• [What to work on]:
Filter the listing below and copy out each line that contains the string "commands". Matching is case-sensitive.

• [Entries shown]:
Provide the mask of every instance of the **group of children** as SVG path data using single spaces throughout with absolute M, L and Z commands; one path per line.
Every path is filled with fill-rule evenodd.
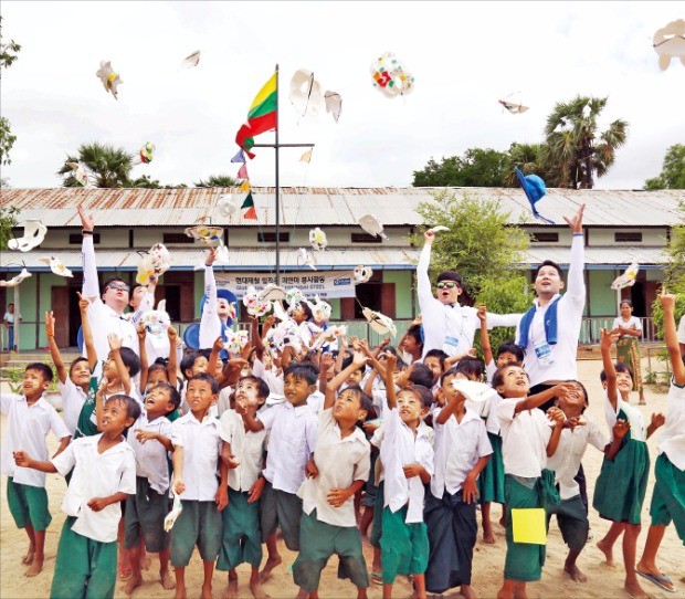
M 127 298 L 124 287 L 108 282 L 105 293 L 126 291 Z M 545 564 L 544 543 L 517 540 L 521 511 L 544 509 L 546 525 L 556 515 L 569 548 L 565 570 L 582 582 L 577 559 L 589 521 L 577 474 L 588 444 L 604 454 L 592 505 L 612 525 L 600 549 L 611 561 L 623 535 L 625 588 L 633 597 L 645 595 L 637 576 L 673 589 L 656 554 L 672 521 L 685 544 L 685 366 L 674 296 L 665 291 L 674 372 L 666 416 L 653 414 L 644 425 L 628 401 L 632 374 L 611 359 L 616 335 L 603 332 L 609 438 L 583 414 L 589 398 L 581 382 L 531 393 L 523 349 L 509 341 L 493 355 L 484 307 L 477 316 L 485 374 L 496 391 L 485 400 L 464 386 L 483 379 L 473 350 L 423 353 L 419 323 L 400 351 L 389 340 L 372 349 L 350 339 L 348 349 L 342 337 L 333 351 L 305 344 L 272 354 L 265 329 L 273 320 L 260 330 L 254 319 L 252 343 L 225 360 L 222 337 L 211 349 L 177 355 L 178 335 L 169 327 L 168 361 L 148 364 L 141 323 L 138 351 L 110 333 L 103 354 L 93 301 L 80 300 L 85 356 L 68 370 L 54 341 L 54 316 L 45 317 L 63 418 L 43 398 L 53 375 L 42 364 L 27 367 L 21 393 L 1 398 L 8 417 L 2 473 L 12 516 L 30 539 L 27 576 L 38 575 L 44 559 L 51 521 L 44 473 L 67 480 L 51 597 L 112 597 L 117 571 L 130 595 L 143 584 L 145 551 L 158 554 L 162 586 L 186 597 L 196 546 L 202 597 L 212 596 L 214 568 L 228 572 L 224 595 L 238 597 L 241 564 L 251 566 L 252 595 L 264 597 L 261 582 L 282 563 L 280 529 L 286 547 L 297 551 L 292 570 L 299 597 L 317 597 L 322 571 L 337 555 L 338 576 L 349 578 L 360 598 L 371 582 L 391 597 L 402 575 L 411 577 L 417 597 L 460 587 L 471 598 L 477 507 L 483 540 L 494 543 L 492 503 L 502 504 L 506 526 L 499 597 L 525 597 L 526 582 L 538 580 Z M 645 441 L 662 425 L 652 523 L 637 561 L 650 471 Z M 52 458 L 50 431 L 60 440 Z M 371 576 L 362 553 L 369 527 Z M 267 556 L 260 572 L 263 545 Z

...

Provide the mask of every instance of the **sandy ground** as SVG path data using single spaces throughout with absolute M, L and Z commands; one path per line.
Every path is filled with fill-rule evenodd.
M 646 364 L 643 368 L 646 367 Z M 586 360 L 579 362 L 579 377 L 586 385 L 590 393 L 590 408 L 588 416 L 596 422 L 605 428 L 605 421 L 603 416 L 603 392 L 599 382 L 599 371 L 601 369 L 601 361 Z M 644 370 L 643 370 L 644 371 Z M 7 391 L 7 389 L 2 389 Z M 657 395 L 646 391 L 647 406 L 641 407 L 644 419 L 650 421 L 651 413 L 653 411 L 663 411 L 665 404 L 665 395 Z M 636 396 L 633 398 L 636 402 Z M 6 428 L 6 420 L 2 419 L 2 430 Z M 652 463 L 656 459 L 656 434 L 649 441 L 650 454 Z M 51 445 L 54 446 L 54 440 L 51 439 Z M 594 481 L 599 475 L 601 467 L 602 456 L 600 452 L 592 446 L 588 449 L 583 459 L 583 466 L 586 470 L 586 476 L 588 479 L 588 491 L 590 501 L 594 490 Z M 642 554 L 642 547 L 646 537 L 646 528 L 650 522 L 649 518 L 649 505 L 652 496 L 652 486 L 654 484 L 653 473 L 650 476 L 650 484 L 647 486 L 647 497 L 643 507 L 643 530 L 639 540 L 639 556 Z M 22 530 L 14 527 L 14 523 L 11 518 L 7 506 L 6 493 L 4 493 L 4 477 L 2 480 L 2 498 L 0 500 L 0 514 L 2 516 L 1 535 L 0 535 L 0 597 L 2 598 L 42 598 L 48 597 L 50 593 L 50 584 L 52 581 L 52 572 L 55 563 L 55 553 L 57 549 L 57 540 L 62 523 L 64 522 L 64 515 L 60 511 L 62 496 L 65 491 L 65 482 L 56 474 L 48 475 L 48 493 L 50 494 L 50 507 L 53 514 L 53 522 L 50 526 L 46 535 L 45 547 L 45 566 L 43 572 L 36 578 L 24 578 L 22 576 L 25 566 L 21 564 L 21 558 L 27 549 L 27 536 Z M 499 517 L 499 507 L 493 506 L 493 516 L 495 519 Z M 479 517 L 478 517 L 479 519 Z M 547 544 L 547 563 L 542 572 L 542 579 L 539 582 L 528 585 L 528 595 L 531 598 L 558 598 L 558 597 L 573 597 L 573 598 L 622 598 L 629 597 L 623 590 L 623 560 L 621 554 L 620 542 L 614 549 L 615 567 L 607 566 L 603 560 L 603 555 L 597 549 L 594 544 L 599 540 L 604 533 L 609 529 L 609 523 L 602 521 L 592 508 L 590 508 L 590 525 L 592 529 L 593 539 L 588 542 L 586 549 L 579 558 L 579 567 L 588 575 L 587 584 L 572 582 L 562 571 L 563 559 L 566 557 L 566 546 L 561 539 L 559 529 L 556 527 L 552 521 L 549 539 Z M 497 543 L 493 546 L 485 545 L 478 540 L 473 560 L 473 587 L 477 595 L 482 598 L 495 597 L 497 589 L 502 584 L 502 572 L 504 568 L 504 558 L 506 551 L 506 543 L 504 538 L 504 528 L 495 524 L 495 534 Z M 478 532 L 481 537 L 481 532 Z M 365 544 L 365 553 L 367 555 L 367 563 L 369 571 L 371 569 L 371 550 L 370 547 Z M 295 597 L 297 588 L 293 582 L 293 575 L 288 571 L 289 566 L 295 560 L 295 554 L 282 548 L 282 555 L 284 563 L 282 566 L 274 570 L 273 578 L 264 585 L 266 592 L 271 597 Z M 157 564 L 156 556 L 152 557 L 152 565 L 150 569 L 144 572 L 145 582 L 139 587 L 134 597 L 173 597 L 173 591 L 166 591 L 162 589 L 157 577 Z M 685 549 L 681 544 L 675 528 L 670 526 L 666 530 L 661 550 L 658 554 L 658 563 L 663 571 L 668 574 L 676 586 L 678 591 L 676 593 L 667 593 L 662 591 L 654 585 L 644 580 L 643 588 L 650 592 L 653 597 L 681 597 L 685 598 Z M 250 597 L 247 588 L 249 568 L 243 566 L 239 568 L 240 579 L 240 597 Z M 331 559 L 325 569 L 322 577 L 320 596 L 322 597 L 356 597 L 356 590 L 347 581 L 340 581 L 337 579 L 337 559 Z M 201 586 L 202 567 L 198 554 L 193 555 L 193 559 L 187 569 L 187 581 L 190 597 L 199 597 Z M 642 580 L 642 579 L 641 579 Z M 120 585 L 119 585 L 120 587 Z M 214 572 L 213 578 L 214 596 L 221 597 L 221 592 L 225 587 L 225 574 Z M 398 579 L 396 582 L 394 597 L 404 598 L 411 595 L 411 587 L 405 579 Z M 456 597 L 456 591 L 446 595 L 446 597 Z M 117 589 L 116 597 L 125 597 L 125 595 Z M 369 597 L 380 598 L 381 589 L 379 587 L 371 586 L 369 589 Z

--

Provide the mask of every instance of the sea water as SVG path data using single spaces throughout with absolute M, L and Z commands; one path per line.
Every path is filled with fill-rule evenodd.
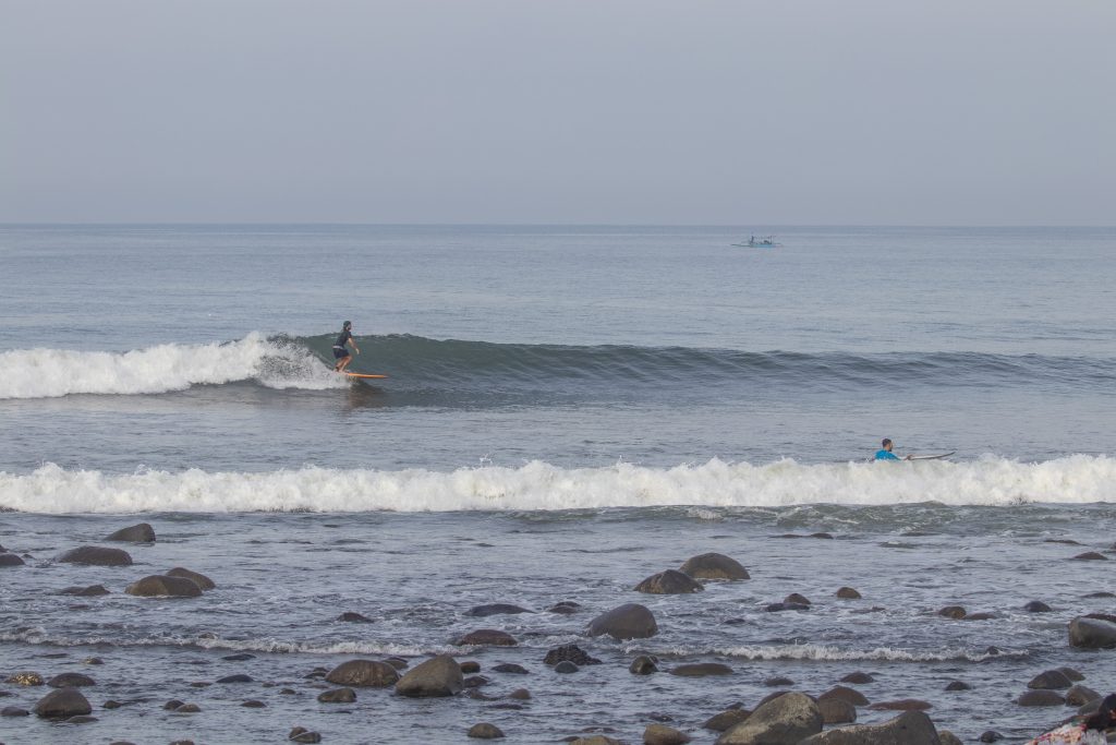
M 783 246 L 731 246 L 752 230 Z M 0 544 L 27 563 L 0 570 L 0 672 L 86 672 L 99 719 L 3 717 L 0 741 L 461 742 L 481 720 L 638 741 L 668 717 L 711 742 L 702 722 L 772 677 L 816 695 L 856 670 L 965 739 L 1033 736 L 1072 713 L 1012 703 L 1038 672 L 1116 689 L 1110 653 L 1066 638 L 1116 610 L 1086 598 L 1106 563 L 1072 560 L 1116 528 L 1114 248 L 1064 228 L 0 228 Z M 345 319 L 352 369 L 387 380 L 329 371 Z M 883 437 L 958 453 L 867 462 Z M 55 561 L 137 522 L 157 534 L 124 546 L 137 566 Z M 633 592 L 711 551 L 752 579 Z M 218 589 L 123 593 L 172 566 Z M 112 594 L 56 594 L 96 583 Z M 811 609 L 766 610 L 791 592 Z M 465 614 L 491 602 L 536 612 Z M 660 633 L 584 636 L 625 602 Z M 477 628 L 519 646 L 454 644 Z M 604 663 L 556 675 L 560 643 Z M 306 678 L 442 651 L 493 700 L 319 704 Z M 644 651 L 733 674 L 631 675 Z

• [Response to this exercise]:
Provide the mask of every instance of the **group of children** as SVG path data using single spaces throughout with absolute M, L and Z commands; one path per line.
Provide the mask of every instance of the **sandy ground** as SVG path data using single spaces throughout with absolute M, L and Z commands; one path per line.
Provide the mask of every instance of the sea water as SVG path data using single spaces throughout with absolute M, L and Z commands; one path per line.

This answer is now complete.